=== PROBLEM STATEMENT ===
What you return should match the data below exactly, with no pictures in it.

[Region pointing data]
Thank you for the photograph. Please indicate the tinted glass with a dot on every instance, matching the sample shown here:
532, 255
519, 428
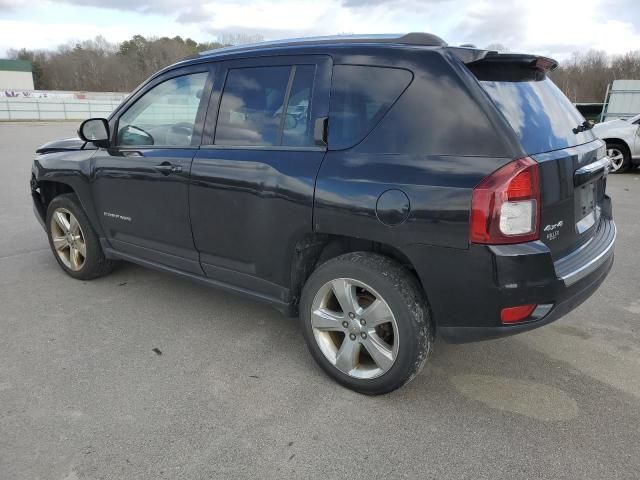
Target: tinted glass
298, 128
541, 115
360, 96
251, 106
165, 115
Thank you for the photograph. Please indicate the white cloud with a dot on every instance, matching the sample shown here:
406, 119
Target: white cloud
551, 27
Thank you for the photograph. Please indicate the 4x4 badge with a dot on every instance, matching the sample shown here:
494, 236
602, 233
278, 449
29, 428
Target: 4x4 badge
553, 226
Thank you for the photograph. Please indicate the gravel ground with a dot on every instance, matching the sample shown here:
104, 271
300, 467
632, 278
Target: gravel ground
234, 393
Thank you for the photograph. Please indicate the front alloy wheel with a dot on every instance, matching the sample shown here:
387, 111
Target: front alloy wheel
68, 239
73, 240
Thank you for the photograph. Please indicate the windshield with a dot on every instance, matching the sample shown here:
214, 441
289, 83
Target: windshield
541, 115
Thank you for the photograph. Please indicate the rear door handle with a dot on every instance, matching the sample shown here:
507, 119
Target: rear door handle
591, 171
167, 168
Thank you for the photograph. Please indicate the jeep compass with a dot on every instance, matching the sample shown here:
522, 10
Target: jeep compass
385, 189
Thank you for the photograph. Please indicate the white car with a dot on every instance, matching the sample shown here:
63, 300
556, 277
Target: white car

=== THE ANSWER ===
Thank you for the photograph. Please indicate the tinted glass with a dot on every instance, matching the sample shown here:
532, 255
519, 428
Target: tinted glass
298, 128
541, 115
360, 96
251, 106
165, 115
Thank you for the photograph. Please indicate the white cloud with a dot on every instance, matching the sample shown here:
406, 119
Target: white cloud
551, 27
Thank you for the photograph. Please indicate the 4x4 badge with a dot on every instance, matching the sample shown here:
494, 236
602, 233
278, 449
29, 428
Target: 4x4 badge
553, 226
Thank you for the photograph. Please indicate the gravel ground with a dot on every instance, matching the sample shown here:
104, 271
300, 467
632, 278
Target: gravel ground
234, 393
Thank you for the photograph. Please indicate the front alloy wheel with a dot on every instance, matching the sample shown here:
387, 111
Target: front alloy wheel
68, 239
73, 240
Thank you for the photograph. Please indicate the windshield with a dot on every instance, matching the sample shown here:
214, 441
289, 83
Target: windshield
541, 115
Thank you for the photograph. Please indicate the rear door handle with a dot on every instance, matching the sample shown here:
507, 119
Target: rear door handle
591, 171
167, 168
Thank you for the photograph. Please indicate the jeep compass with a dot on every instance, matching the sample shown here:
522, 10
Target: jeep compass
385, 189
Thank you for the photograph. Please indicate the white car with a dot on every instance, matching the sample shown here:
63, 300
556, 277
Target: white car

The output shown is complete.